• [Инструкции и требования]:
Выведите без изменений фрагмент исходного текста, начиная со слов «А ТЕПЕРЬ ВЕРНЁМСЯ» и продолжая вплоть до слов «жаргонизмами и арготизмами.» включительно.

• [Исходный текст]:

──────────

Итак, угрюмцем с тяжёлым взглядом и перекошенным ртом сделали Данте последующие, более поздние поколения – даже несмотря на то, что современники отмечали и печальный лик, и печальную судьбу поэта. Но у потомков это предстало в гипертрофированном виде.

А ТЕПЕРЬ ВЕРНЁМСЯ К БУЛГАКОВУ. Многие литературоведы отмечают особое богатство языка «Мастера и Маргариты», где высокая, книжная лексика, утончённая стилистика соседствуют с лексикой простонародной. Булгаковский опыт работы в журналистике, безусловно, обогатил его литературный язык лексикой улицы, подворотен, жаргонизмами и арготизмами.

На этом основании автор «альтернативного прочтения» последнего булгаковского романа Альфред Барков, анализируя стилевые особенности повествования в «Мастере и Маргарите», делает неожиданный вывод о том, что рассказчиком в романе выступает не кто иной, как… Коровьев:

«Ввиду ограниченности объема статьи приведу лишь некоторые факты: "Дурацкие речи"; "Занявшись паскудным котом"; "Регент его надул, ничего не крикнул"; "Качеством своей провизии Грибоедов бил любой ресторан в Москве, как хотел"; "Иван Николаевич грохнулся и разбил колено"; "Омерзительный переулок"; "Всякий посетитель, если он, конечно, был не вовсе тупицей, попав в Грибоедова, сразу же соображал..."
Этот ряд можно продолжить; но уже ясно, что сами эти жаргонные выражения характеризуют по-своему образную и выразительную речь, свидетельствующую о неординарности этого опустившегося персонажа».

Разумеется, вывод этот можно назвать смехотворным. С таким же успехом мы можем отождествить рассказчика и с Понтием Пилатом, поскольку автор-повествователь вставляет в канву своей речи ставшую уже крылатой фразу: «О боги, боги мои, яду мне, яду!..». Например, при описании яств в доме Грибоедова. Или, уже без упоминания яда, так начинается глава 32 – «Прощение и вечный приют»:

«Боги, боги мои! Как грустна вечерняя земля!».

Просто Булгаков в роли рассказчика полифоничен, тон, манера, интонации его изменяются в зависимости от описываемой ситуации. Однако же Барков подметил точно: в этих интонациях нередко слышатся коровьевские нотки. Так, литературовед В. Лакшин пишет:

«Очищенная от штампов и пошлости стремительная «газетность» речи убивала велеречивую книжность и вошла как важная краска в обаяние языка Булгакова. Живые восклицания, словечки улицы и коммунальной квартиры не роняли достоинства слога»…

К этому я и веду. Все мы привыкли воспринимать «Божественную комедию» как монументальное, величественное произведение, которому в музыке созвучна симфония или, скажем, органный хорал. На самом же деле такое представление в определённой степени примитивно и узко.

──────────

• [Предоставленные данные]:
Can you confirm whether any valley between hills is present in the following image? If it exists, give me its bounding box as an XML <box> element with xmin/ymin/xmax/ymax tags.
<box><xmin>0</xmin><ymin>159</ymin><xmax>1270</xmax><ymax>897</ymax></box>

──────────

• [Итоговый результат]:
А ТЕПЕРЬ ВЕРНЁМСЯ К БУЛГАКОВУ. Многие литературоведы отмечают особое богатство языка «Мастера и Маргариты», где высокая, книжная лексика, утончённая стилистика соседствуют с лексикой простонародной. Булгаковский опыт работы в журналистике, безусловно, обогатил его литературный язык лексикой улицы, подворотен, жаргонизмами и арготизмами.